■ Assignment
The entries that follow should be repeated exactly, with no pictures kept.

■ Task input
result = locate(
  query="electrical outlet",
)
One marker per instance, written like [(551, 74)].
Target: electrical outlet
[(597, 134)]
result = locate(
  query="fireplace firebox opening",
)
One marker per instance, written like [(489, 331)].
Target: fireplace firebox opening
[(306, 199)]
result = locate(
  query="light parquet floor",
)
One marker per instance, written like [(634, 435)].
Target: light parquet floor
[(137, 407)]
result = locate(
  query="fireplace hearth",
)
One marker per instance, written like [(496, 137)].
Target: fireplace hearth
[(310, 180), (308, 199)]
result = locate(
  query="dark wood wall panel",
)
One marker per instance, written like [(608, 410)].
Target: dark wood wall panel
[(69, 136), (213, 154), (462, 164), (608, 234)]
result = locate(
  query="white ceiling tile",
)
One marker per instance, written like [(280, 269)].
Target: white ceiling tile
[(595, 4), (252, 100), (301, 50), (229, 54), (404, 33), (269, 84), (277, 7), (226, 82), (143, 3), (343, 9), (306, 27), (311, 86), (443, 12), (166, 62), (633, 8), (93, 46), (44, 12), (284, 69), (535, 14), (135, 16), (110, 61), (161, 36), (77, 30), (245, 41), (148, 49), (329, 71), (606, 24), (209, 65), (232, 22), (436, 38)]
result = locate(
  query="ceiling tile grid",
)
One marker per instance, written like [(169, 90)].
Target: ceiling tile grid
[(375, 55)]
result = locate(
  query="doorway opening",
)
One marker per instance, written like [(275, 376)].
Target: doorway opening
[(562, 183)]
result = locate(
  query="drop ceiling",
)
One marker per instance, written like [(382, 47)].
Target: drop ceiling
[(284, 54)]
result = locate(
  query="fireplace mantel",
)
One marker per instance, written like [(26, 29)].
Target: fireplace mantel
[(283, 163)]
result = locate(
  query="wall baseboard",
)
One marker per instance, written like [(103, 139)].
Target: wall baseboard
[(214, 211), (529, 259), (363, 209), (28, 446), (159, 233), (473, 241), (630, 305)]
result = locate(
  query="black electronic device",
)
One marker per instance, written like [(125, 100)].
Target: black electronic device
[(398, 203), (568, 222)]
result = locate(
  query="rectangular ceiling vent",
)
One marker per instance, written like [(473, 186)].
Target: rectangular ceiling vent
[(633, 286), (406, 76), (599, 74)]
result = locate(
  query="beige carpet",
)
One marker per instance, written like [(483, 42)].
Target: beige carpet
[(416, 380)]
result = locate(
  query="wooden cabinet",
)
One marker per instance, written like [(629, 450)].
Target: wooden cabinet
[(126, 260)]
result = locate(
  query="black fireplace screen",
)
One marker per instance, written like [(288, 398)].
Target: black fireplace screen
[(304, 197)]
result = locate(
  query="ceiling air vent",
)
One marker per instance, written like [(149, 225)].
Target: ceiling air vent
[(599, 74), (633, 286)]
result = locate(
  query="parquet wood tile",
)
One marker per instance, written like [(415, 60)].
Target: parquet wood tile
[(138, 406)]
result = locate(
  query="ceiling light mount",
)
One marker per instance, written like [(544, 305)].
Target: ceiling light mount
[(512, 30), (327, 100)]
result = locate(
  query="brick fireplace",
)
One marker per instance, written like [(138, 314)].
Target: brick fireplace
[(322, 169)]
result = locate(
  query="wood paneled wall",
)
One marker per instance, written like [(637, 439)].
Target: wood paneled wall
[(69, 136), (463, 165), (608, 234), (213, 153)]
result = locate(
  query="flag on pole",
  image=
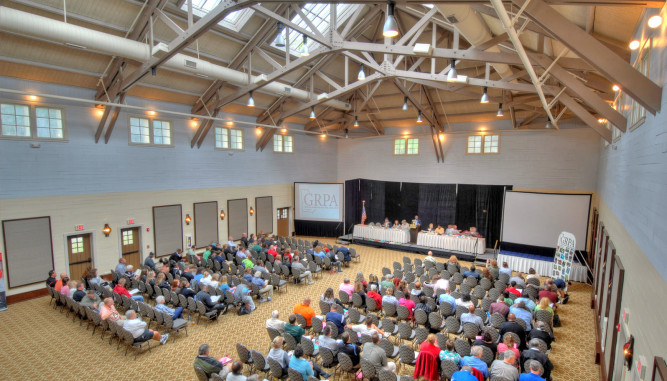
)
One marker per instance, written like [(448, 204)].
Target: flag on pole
[(363, 213)]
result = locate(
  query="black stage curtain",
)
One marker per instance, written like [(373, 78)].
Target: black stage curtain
[(318, 228)]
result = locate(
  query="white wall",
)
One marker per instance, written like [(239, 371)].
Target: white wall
[(565, 159)]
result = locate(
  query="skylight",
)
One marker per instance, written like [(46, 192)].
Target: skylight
[(318, 14), (233, 21)]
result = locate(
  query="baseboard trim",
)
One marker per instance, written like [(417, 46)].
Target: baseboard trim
[(27, 295)]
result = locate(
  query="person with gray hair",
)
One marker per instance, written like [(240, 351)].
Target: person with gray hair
[(174, 313), (275, 322), (535, 371), (137, 328), (475, 360), (505, 368), (209, 364), (534, 354)]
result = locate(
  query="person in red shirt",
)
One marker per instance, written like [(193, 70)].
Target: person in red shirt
[(512, 288)]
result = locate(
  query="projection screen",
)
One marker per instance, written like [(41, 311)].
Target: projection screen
[(318, 201), (538, 218)]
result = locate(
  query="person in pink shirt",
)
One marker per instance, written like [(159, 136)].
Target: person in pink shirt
[(408, 303), (347, 287)]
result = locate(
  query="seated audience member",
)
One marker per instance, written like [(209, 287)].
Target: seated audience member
[(265, 289), (120, 267), (293, 329), (347, 287), (509, 344), (137, 328), (389, 297), (79, 293), (305, 310), (535, 372), (204, 297), (472, 273), (336, 318), (465, 374), (505, 269), (512, 326), (505, 368), (449, 353), (499, 307), (211, 365), (121, 290), (542, 332), (533, 353), (91, 300), (326, 341), (305, 273), (305, 367), (427, 360), (51, 280), (470, 317), (374, 354), (174, 313), (108, 311), (275, 322), (277, 353), (408, 303), (350, 349), (521, 312), (475, 360), (487, 341)]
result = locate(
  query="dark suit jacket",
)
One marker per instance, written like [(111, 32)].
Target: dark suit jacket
[(512, 326), (532, 354)]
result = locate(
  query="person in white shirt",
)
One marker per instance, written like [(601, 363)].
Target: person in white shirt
[(137, 328)]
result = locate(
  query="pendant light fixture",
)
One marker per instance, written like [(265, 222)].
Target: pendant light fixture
[(390, 25)]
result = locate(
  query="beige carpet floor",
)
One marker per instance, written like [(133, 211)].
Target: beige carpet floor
[(40, 343)]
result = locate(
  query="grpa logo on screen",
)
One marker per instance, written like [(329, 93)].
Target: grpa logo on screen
[(317, 202)]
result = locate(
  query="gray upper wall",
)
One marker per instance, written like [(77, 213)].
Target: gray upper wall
[(633, 171), (565, 160), (79, 166)]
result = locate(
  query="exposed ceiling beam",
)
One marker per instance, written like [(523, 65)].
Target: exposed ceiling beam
[(634, 83)]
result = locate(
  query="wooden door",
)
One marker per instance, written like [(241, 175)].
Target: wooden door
[(80, 255), (131, 246), (283, 222)]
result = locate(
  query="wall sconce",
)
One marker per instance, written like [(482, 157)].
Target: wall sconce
[(628, 349), (106, 230)]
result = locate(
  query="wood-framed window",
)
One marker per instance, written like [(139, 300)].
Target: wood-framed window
[(406, 146), (283, 143), (229, 138), (150, 131), (25, 121)]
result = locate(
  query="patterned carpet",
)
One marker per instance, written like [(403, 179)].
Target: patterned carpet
[(41, 343)]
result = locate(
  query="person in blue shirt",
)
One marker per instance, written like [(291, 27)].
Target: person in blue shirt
[(475, 361), (535, 372), (519, 310), (472, 273), (465, 374), (447, 297)]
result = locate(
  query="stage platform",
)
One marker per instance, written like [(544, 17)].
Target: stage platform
[(412, 248)]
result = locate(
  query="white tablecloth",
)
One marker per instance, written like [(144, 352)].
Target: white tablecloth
[(542, 268), (381, 234), (456, 243)]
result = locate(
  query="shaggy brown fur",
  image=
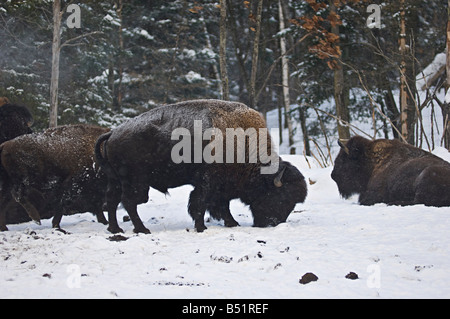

■ Finished exercise
result = locate(
  query="electrical outlet",
)
One marker per instance, written like [(551, 74)].
Target: electrical outlet
[(597, 134)]
result = locate(
  query="fireplace firebox opening",
)
One marker per instance, written like [(489, 331)].
Target: fireplace firebox opening
[(306, 199)]
result = locate(
  query="light parquet floor",
)
One marker per instance, written like [(634, 435)].
Target: light parquet floor
[(137, 407)]
result = locate(
  query="fireplace hearth",
)
One marker per instance, written like [(496, 137)].
Target: fireplace hearth
[(310, 180), (308, 199)]
result = locate(
  query="dark wood wall panel",
)
One marker per instance, written like [(608, 410)].
Target: dark wood wall panel
[(69, 136), (213, 154), (462, 164), (608, 234)]
result = locate(
  query="white ceiling tile",
)
One marker per instance, written like [(280, 269)].
Target: white ceiling tile
[(595, 4), (252, 100), (301, 50), (229, 54), (404, 33), (269, 84), (277, 7), (226, 82), (143, 3), (343, 9), (306, 27), (311, 86), (443, 12), (166, 62), (633, 8), (93, 46), (44, 12), (284, 69), (535, 14), (135, 16), (110, 61), (161, 36), (77, 30), (245, 41), (148, 49), (329, 71), (606, 24), (209, 65), (232, 22), (436, 38)]
result = locate(
  query="ceiling tile grid",
)
One marker per instance, written like [(169, 90)].
Target: ceiling tile grid
[(375, 55)]
result = locate(
  query="doorway opening",
)
One marker per instance, written like [(275, 376)].
Target: doorway opening
[(562, 183)]
result = locate(
  query="drop ceiling",
)
One marker per instance, written like [(382, 47)].
Target: drop ceiling
[(284, 54)]
result = locate(
  query="fireplace mantel",
)
One marker per instance, written like [(26, 29)].
Target: fireplace mantel
[(283, 163)]
result = locate(
  query="wall baseboard",
)
One marker per instance, written like [(103, 139)].
Target: wall baseboard
[(214, 211), (529, 259), (363, 209), (28, 446), (159, 233), (473, 241), (630, 305)]
result = locate(
  query="black electronic device",
)
One marker per instance, written like [(125, 100)].
Target: black electronic device
[(398, 203), (568, 222)]
result = locate(
  query="rectangular ceiling vent",
)
One marker per instance, written like [(473, 186)].
Target: rectangular ceiling vent
[(633, 286), (406, 76), (599, 74)]
result = locate(
  query="beige carpet",
)
One marker per instance, written like [(483, 42)].
Target: beige carpet
[(416, 380)]
result = locate(
  query="wooden cabinet",
)
One marker per instance, written like [(629, 450)].
Target: wooden cabinet
[(126, 260)]
result = locate(
  query="black fireplace screen",
)
One marker per instance, written like [(288, 398)].
Target: black fireplace screen
[(304, 197)]
result = locate(
  query="ceiling air vent",
)
One marker per instance, written like [(149, 225)].
Target: ceiling air vent
[(599, 74), (633, 286)]
result = locate(
  query="parquet wood tile",
)
One marker per instance, written like [(415, 60)].
Target: parquet wood tile
[(138, 406)]
result = locate(
  query="ceiling light mount",
)
One marker per instance, written like [(544, 305)].
Target: ceiling light mount
[(512, 30), (327, 100)]
result = locate(
  query="brick fireplace",
)
One marker per instance, written like [(138, 314)].
Target: brick fireplace
[(322, 169)]
result = locate(
  query="wood paneled wall",
)
One marker per instance, written like [(637, 439)].
Target: wood paneled wall
[(69, 136), (463, 165), (608, 234), (213, 153)]
result = locate(
  query="flag on pole",
  image=
)
One marker per instance, written like [(448, 204)].
Target: flag on pole
[(363, 213)]
result = locate(
  query="black stage curtain",
)
One marker per instance, written like [(373, 78)].
Target: black stage curtain
[(318, 228)]
result = locate(
  query="white wall",
)
One marker per instance, written like [(239, 371)].
Target: white wall
[(565, 159)]
result = locate(
  query="skylight",
)
One marker per instance, written like [(46, 192)].
Target: skylight
[(318, 14), (233, 21)]
result = locate(
  query="baseboard trim",
)
One marker per instance, written like [(417, 46)].
Target: baseboard trim
[(27, 295)]
result = locate(
  query="person with gray hair",
)
One marker per instance, written like [(240, 351)].
Target: person with gray hair
[(174, 313), (275, 322), (535, 371), (137, 328), (475, 360), (505, 368), (209, 364), (534, 354)]
result = locate(
  query="person in red shirt",
)
One marker per instance, written like [(193, 70)].
Target: person in red shirt
[(512, 288)]
result = locate(
  query="projection screen",
)
One marker per instance, written like [(41, 311)].
Target: projection screen
[(318, 201), (538, 218)]
result = locate(
  query="person in pink shirt",
)
One marker per instance, written like [(159, 136)].
Target: person in pink shirt
[(408, 303), (347, 287)]
result = locate(
  query="seated audience member",
)
One marker per instance, written like [(209, 287)].
Target: seated audience member
[(265, 289), (120, 267), (293, 329), (347, 287), (509, 344), (137, 328), (389, 297), (79, 293), (305, 310), (535, 372), (204, 297), (472, 273), (336, 318), (465, 374), (505, 269), (512, 326), (505, 368), (449, 353), (499, 307), (211, 365), (121, 290), (542, 332), (533, 353), (91, 300), (326, 341), (305, 273), (305, 367), (427, 360), (51, 280), (470, 317), (374, 354), (174, 313), (108, 311), (275, 322), (277, 353), (408, 303), (350, 349), (521, 312), (475, 360), (487, 341)]
result = locate(
  query="dark suit jacket",
)
One marker per instance, written like [(111, 32)].
Target: dark suit jacket
[(512, 326), (532, 354)]
result = locate(
  query="person in white shirt",
)
One marker per instance, written like [(601, 363)].
Target: person in white shirt
[(137, 328)]
result = locate(
  query="pendant light fixture",
)
One marker per instance, written like [(265, 222)].
Target: pendant light fixture
[(390, 25)]
result = locate(
  query="beige carpet floor",
)
One marker per instance, written like [(133, 211)].
Target: beige carpet floor
[(40, 343)]
result = locate(
  query="grpa logo on screen",
)
One marker per instance, written like [(329, 93)].
Target: grpa logo on screen
[(317, 202)]
result = locate(
  query="gray upper wall",
)
One marker per instance, written like [(77, 213)].
Target: gray upper wall
[(633, 171), (565, 160), (79, 166)]
result = locate(
  query="exposed ceiling beam",
)
One marker per instance, written like [(523, 65)].
Target: exposed ceiling beam
[(634, 83)]
result = locate(
  query="wooden door",
)
One marker per instance, written like [(241, 175)].
Target: wooden door
[(80, 255), (131, 246), (283, 222)]
result = locate(
  query="wall sconce",
)
One marker per instance, written like [(482, 157)].
Target: wall sconce
[(628, 349), (106, 230)]
result = locate(
  query="wood-framed window",
)
One marker per instance, written like [(139, 300)].
Target: wood-framed window
[(406, 146), (283, 143), (229, 138), (150, 131), (25, 121)]
result = locate(
  query="patterned carpet",
)
One marker per instance, written like [(403, 179)].
Target: patterned carpet
[(41, 343)]
result = locate(
  query="person in blue shirt",
)
One marker per instance, written like [(291, 27)].
Target: person in blue shirt
[(475, 361), (535, 372), (519, 310), (472, 273), (465, 374), (447, 297)]
result = locate(
  query="stage platform",
)
One marker per instance, written like [(544, 17)].
Target: stage platform
[(412, 248)]
result = locate(
  query="white tablecloth",
)
One marker per instance, written like [(144, 352)].
Target: white tablecloth
[(542, 268), (381, 234), (456, 243)]
result = locate(
  query="shaggy brown fur",
  image=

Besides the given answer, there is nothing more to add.